▶ **Provided text**
════════════════
I am trying to understand the relationship between the risk-free rate $R_f$ and the earnings yield of equities.

I have read that an increase in $R_f$ leads directly to a decrease in the equity risk premium $ERP$. I have also read that an increase in the risk-free rate leads to an increase in the earnings yield by way of a decreasing equity risk premium.

I am confused, and here's why. An earnings-based approach to the equity-risk premium leads to the formula $$ERP + R_f = \frac{E}{P}.$$ In order to conclude from this formula that $\frac{E}{P}$ is increasing in time, it is not enough to know only that $ERP$ is decreasing and that $R_f$ is increasing -- we need to know that $ERP$ is decreasing more slowly than $R_f$ is increasing.

My question is: Is there a fully rigorous mathematical argument that allows me to get directly from an increasing $R_f$ to an increasing $\frac{E}{P}$ without additional assumptions and which makes direct reference to a decreasing $ERP$? Basically: what am I missing?

I should maybe add that I am a topologist by training and that I am fairly new to mathematical finance.

Many thanks!
════════════════
▶ **Exercise task 1**
Repeat the part of the risk-free rate post that begins at the words "I am confused, and" and stops after "am I missing?".
▶ **Exercise task 2**
For each statement, say whether it agrees with the risk-free rate post, giving yes or no with the deciding words quoted from the post: (a) The writer is a topologist by training. (b) The writer has read that an increase in the risk-free rate leads directly to an increase in the equity risk premium. (c) The writer holds that knowing only that the equity risk premium is decreasing and the risk-free rate is increasing is enough to conclude that E/P is increasing.
▶ **Exercise task 3**
Continue the risk-free rate post from where it stops.
The lines after this point come from a separate source.

▶ **Data provided**
════════════════
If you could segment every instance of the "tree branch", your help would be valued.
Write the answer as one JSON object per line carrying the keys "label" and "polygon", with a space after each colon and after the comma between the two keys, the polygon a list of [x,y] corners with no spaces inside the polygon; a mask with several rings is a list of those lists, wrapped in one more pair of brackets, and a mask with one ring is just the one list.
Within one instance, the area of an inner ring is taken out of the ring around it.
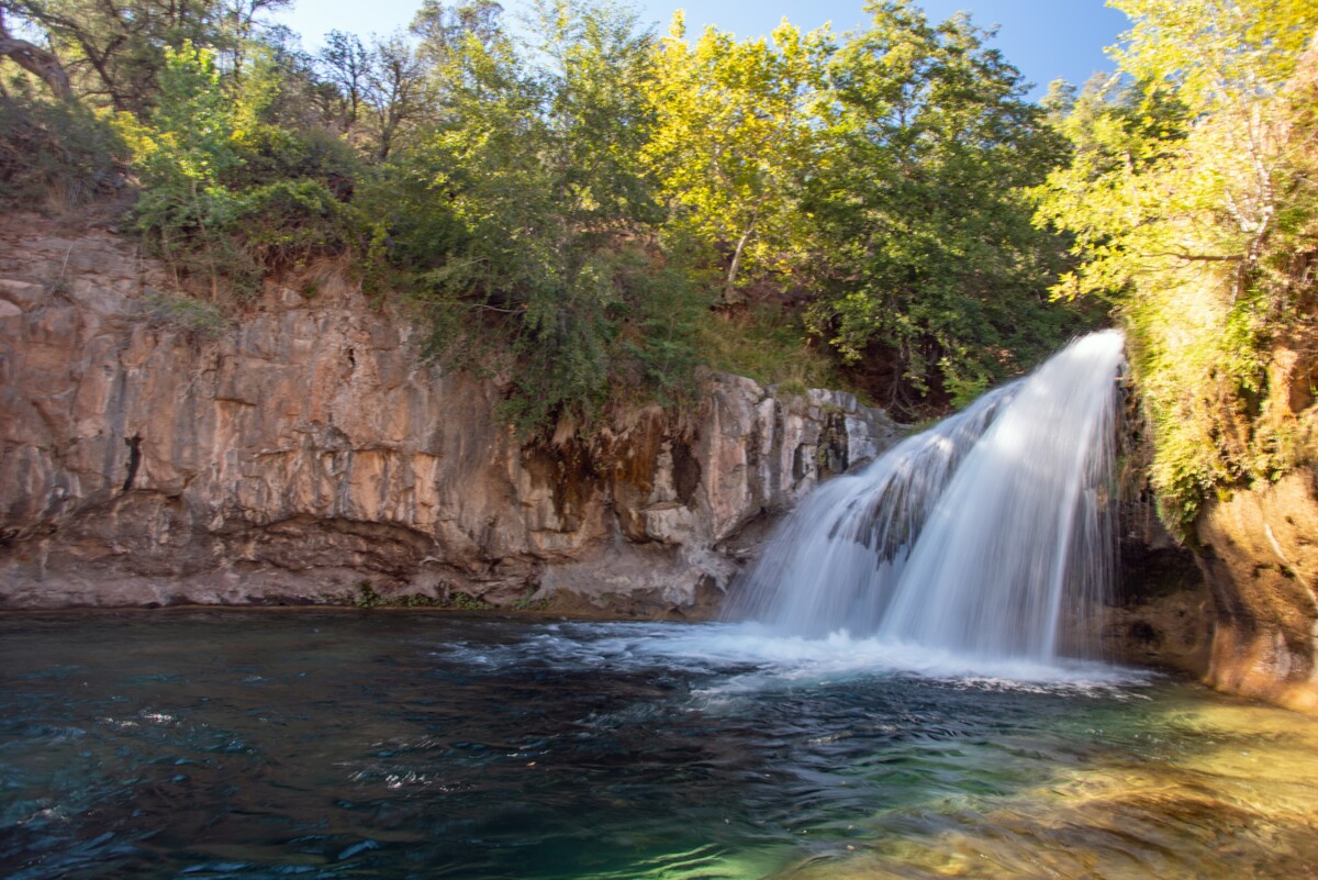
════════════════
▶ **Expected answer 1**
I am confused, and here's why. An earnings-based approach to the equity-risk premium leads to the formula $$ERP + R_f = \frac{E}{P}.$$ In order to conclude from this formula that $\frac{E}{P}$ is increasing in time, it is not enough to know only that $ERP$ is decreasing and that $R_f$ is increasing -- we need to know that $ERP$ is decreasing more slowly than $R_f$ is increasing.

My question is: Is there a fully rigorous mathematical argument that allows me to get directly from an increasing $R_f$ to an increasing $\frac{E}{P}$ without additional assumptions and which makes direct reference to a decreasing $ERP$? Basically: what am I missing?

▶ **Expected answer 2**
(a) Yes: "I am a topologist by training"
(b) No: "an increase in $R_f$ leads directly to a decrease in the equity risk premium $ERP$"
(c) No: "it is not enough to know only that $ERP$ is decreasing and that $R_f$ is increasing"

▶ **Expected answer 3**
  • $\begingroup$ How do you define the equity risk premium? ERP != E/P - RFR. $\endgroup$ – user42108 Mar 1 at 19:37
  • $\begingroup$ I’d define it as (expected return) - RFR. I have read that under certain assumptions, the expected return equals E/P. This is the only connection I could find between the three quantities, but I’d be happy to learn that there is something better out there. $\endgroup$ – Tony Mar 1 at 19:47
  • $\begingroup$ My understanding is the ERP is the expected return on equities in excess of the RFR. "expected return" is presumably cap gains + distributions (e.g. divis) whereas EY is simply "earnings" (GAAP? non-GAAP?) divided by price. I don't see the connection between RFR, EP and ERP but perhaps someone can enlighten me! : ) $\endgroup$ – user42108 Mar 1 at 21:17

Look at the right side of the equation first. Earning can be treated as accumulated results for a relatively long period, which won't change too much if risk free rate increases. However, increasing risk free rate is gengerately accompanied by decreasing from capital market revaluation. For example, assume risk free is 0%, and a stock pays 5% annual dividend. If your saving account suddenly provides 5% annual return, will you take extra risk to purchase that stock? No. We won't consider buying that stock until the stock price drops, for instance a half, which means 10% annual dividend. That is an explanation for increasing risk free rate and increasing earning yield. For a rigorous mathematical argument, we may check a stock pricing model, such as Gordon Growth Model or other cashflow discount models. Risk free rate increasing leads to required capital return increasing, which finally hurts equity price.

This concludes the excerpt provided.